▶ _Task requirements_: From the line containing "the white cap" to the very last line of the data below, transcribe everything exactly and nothing more.

Start of Block

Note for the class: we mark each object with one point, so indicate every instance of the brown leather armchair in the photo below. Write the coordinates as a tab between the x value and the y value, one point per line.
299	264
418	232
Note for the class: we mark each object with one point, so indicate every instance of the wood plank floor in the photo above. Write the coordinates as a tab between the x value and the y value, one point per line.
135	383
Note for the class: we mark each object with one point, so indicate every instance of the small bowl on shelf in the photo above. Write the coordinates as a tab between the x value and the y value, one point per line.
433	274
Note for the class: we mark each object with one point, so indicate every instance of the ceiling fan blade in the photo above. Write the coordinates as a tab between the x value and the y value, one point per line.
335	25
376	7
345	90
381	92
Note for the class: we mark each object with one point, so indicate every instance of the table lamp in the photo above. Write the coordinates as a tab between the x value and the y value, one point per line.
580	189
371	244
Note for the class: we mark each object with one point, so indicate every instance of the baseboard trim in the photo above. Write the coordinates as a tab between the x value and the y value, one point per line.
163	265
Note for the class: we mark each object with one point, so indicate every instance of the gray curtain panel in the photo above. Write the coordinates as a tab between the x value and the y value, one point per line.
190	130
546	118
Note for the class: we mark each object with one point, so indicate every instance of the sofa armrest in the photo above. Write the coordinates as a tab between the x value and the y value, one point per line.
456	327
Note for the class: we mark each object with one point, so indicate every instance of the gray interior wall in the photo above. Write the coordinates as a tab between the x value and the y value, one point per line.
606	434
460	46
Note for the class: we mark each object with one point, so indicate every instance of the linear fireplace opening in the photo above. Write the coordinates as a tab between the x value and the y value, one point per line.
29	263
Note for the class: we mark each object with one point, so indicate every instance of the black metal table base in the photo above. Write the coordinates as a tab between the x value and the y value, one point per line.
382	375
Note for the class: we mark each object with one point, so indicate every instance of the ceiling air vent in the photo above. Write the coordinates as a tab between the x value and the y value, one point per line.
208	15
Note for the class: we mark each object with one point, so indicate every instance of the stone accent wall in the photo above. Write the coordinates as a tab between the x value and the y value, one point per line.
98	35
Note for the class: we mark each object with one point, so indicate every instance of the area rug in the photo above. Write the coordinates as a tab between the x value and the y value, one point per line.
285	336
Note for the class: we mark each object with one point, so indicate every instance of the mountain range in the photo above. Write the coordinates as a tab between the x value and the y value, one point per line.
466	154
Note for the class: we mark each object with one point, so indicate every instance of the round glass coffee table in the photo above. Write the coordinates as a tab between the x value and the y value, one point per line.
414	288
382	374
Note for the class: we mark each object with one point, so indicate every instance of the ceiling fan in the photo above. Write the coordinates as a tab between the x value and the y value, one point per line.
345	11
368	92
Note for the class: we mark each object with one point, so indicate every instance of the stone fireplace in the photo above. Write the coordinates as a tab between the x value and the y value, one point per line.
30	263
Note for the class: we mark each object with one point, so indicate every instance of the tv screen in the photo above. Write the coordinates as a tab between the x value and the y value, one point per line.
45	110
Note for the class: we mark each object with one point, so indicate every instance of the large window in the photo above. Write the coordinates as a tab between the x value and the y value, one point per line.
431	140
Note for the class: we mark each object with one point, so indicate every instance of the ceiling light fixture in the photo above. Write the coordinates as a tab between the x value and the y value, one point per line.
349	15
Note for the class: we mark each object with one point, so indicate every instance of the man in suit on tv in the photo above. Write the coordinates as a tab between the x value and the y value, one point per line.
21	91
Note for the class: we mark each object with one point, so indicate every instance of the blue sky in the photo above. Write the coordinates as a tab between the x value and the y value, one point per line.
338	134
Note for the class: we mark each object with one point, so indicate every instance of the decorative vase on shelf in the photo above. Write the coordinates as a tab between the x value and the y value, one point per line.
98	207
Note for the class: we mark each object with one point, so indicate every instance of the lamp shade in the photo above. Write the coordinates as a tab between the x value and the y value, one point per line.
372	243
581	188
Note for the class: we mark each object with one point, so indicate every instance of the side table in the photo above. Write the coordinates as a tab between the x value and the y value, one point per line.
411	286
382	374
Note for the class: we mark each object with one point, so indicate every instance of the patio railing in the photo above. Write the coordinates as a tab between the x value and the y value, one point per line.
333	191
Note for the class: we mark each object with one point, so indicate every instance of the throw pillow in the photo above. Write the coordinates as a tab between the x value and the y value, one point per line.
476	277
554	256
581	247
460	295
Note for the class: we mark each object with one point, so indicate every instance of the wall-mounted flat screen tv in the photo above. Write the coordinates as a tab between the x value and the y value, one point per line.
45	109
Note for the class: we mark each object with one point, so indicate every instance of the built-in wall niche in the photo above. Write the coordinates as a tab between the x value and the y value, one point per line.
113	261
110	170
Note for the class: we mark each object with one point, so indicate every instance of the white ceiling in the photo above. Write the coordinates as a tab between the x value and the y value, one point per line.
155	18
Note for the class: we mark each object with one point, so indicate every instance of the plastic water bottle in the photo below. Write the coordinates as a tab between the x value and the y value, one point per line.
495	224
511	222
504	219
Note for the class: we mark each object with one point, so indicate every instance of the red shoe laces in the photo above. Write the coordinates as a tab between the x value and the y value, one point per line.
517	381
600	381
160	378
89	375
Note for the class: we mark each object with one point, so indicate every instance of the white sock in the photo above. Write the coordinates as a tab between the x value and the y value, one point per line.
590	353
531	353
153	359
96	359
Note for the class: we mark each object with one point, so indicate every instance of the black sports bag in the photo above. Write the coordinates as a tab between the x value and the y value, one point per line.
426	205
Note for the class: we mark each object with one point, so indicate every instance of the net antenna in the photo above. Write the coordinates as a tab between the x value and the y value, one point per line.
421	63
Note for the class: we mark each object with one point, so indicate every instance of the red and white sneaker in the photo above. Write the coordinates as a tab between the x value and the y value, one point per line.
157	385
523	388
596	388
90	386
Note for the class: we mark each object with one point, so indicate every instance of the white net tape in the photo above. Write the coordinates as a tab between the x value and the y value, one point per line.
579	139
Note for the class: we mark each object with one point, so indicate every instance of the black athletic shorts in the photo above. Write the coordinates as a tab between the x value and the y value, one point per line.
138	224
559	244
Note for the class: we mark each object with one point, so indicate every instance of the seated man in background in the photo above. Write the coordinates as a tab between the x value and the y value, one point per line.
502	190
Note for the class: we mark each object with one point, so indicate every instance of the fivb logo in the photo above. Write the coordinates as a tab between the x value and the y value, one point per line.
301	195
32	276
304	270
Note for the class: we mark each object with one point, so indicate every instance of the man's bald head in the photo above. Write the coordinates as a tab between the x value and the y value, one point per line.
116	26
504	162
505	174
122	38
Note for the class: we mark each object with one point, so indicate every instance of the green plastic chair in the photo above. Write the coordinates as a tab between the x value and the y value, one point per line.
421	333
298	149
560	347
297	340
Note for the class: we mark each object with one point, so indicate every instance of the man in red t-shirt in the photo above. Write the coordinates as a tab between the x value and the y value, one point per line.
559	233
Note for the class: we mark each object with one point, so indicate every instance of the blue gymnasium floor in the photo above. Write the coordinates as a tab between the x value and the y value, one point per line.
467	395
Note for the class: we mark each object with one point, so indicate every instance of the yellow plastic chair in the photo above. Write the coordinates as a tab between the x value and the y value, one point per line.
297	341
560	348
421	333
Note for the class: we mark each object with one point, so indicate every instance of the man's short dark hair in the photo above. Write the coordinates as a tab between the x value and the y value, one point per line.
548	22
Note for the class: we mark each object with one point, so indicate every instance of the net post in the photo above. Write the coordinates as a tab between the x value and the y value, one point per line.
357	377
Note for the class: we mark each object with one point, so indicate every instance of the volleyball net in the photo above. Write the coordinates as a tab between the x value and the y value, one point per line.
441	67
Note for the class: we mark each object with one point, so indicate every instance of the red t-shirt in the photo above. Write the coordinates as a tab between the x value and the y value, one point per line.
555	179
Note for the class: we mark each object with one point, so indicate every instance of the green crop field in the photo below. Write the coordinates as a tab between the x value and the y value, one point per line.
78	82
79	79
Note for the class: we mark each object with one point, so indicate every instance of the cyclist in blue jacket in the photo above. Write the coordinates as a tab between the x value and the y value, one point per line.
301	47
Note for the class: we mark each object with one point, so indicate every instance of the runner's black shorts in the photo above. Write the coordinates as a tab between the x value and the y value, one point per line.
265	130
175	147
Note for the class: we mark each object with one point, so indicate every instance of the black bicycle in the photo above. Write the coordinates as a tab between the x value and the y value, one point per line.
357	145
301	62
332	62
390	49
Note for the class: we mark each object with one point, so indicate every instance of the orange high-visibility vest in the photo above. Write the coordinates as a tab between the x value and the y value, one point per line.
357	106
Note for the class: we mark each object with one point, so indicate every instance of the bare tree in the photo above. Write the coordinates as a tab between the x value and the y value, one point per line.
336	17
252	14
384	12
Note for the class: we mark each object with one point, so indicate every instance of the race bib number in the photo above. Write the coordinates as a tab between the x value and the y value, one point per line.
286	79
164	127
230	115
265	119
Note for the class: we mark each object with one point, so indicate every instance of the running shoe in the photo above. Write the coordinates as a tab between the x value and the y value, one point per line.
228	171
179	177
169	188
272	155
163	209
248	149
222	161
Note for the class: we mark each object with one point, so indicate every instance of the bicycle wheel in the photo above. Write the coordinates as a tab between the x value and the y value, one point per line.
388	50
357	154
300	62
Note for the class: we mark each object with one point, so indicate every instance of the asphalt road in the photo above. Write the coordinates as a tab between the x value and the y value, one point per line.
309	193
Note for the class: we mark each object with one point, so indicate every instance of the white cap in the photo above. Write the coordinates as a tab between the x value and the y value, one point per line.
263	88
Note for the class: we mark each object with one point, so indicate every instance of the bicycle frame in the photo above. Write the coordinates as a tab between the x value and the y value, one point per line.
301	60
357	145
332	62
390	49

End of Block

▶ _Answer_:
Note for the class: we mark each object with one point, so indicate every instance of the white cap in the photo above. Write the coordinates as a tab between the x value and the y value, one point per line.
263	88
Note for the class: we mark each object with one point, so indicate every instance of the bicycle frame in the photo above. Write the coordinates as a tab between the x value and the y value, one point per line.
301	60
357	145
332	62
390	49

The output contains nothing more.